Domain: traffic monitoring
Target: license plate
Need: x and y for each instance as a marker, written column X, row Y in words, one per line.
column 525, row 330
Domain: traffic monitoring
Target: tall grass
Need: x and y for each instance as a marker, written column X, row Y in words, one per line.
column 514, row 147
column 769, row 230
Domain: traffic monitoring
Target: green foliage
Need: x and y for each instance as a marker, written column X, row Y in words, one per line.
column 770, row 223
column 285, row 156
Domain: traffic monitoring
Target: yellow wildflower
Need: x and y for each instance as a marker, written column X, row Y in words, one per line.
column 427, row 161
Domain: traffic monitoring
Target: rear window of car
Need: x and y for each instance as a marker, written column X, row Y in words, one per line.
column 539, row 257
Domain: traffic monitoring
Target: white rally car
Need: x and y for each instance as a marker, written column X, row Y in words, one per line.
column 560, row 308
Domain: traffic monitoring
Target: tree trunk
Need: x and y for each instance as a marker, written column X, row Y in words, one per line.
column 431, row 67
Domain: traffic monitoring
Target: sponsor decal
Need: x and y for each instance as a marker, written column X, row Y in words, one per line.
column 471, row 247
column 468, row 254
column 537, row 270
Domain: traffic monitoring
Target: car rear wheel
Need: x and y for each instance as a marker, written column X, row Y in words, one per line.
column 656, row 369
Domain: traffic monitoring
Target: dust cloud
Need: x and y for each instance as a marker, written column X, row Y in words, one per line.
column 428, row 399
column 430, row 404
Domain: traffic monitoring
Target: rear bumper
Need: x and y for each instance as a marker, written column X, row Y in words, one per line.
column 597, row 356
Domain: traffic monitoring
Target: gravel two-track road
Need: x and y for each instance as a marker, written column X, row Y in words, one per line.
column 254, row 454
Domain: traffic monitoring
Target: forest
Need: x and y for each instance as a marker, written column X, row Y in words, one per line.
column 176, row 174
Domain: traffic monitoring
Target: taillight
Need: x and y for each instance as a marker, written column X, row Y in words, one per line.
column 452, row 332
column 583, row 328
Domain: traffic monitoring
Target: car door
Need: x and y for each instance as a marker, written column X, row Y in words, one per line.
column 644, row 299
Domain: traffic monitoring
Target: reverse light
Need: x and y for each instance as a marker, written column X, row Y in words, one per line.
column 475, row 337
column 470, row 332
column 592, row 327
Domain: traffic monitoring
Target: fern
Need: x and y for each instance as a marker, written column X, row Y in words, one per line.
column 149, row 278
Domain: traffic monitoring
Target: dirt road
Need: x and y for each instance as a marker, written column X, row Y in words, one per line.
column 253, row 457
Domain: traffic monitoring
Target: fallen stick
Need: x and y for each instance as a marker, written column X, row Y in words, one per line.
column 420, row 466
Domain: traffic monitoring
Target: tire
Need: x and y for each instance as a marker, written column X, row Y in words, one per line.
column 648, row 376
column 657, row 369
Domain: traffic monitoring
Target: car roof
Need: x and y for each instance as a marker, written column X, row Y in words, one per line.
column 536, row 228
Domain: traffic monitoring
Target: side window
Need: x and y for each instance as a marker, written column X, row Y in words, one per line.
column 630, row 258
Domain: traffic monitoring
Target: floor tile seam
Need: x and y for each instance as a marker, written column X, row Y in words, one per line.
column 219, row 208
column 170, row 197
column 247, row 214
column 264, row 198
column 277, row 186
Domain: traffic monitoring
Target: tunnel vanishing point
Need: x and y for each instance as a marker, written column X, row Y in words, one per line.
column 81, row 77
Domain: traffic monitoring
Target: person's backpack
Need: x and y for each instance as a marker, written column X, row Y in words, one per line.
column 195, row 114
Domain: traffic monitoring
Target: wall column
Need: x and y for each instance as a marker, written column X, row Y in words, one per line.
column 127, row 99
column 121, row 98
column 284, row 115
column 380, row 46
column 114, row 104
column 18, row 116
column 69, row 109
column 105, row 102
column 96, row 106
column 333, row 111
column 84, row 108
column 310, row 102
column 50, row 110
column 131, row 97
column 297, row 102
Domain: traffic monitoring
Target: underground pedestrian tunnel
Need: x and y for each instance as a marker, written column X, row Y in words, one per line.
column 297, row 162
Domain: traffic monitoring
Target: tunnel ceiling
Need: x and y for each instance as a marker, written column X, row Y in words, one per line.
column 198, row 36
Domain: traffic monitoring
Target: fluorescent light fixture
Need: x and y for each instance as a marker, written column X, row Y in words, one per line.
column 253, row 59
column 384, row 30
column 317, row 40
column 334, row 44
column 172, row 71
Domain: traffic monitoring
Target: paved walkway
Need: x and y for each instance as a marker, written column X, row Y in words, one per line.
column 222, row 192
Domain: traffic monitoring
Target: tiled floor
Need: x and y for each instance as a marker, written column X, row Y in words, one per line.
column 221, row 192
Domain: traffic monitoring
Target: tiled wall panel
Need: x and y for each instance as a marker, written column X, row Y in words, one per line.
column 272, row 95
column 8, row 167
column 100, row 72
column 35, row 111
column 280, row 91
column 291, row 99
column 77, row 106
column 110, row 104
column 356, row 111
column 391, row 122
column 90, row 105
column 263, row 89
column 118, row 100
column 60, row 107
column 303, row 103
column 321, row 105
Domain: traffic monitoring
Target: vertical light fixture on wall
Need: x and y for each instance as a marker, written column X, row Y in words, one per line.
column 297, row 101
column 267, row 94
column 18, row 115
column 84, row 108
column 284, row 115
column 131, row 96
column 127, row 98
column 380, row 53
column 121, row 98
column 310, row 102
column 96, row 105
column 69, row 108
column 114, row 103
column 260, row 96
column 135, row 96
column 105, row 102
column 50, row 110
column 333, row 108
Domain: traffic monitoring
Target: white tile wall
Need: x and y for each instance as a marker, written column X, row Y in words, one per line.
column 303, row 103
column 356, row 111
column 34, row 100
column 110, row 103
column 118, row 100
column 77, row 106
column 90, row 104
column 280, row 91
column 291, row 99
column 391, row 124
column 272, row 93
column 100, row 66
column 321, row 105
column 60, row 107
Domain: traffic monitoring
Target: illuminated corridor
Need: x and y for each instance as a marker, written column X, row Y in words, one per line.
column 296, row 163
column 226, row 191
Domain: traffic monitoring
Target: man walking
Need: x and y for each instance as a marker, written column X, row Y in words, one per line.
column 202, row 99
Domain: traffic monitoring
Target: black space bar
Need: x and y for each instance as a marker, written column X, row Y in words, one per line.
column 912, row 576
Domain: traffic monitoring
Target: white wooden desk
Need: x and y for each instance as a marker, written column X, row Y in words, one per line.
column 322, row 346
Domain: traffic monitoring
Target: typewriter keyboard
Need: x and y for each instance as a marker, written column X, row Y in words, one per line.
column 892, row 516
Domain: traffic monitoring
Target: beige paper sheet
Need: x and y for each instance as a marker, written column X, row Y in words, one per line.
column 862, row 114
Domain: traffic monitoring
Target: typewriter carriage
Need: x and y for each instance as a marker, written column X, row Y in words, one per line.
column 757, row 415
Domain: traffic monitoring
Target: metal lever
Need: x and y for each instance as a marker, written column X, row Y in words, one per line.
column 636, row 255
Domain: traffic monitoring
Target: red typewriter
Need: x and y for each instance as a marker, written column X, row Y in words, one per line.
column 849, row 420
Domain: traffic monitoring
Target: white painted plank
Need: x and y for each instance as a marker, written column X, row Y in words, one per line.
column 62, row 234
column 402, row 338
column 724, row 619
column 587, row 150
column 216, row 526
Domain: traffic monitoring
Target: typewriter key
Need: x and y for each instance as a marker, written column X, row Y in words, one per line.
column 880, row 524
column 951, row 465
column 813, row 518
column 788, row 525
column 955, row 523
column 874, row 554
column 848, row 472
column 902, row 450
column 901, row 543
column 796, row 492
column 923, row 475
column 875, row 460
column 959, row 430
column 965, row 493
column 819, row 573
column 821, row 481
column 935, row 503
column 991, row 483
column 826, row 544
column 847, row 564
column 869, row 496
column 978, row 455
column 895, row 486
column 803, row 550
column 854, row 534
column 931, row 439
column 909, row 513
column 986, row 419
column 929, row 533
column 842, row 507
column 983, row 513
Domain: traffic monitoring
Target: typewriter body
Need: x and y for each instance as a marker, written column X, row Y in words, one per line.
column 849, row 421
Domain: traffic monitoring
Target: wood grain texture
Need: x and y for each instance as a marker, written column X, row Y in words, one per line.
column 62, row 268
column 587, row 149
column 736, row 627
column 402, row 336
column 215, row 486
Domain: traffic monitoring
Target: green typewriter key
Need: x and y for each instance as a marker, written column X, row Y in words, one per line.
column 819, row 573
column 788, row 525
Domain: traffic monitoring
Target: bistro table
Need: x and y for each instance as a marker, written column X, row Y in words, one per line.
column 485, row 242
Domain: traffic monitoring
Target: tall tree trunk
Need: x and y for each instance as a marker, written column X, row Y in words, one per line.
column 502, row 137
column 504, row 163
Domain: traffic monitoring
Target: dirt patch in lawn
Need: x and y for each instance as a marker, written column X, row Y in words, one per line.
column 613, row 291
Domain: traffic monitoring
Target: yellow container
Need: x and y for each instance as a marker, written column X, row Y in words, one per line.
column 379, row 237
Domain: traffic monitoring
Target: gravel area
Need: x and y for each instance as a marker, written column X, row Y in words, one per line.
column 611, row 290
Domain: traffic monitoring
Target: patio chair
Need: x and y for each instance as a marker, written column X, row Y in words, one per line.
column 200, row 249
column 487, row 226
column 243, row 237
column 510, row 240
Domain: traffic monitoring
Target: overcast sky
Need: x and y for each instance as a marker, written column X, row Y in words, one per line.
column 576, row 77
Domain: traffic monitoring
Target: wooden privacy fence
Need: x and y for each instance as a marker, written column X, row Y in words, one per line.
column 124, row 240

◇ ◇ ◇ ◇

» **THE PROBLEM**
Tally the lines in the records above that contain the string "rear", treating case as significant, and give only the number.

» **COMPLETED TASK**
3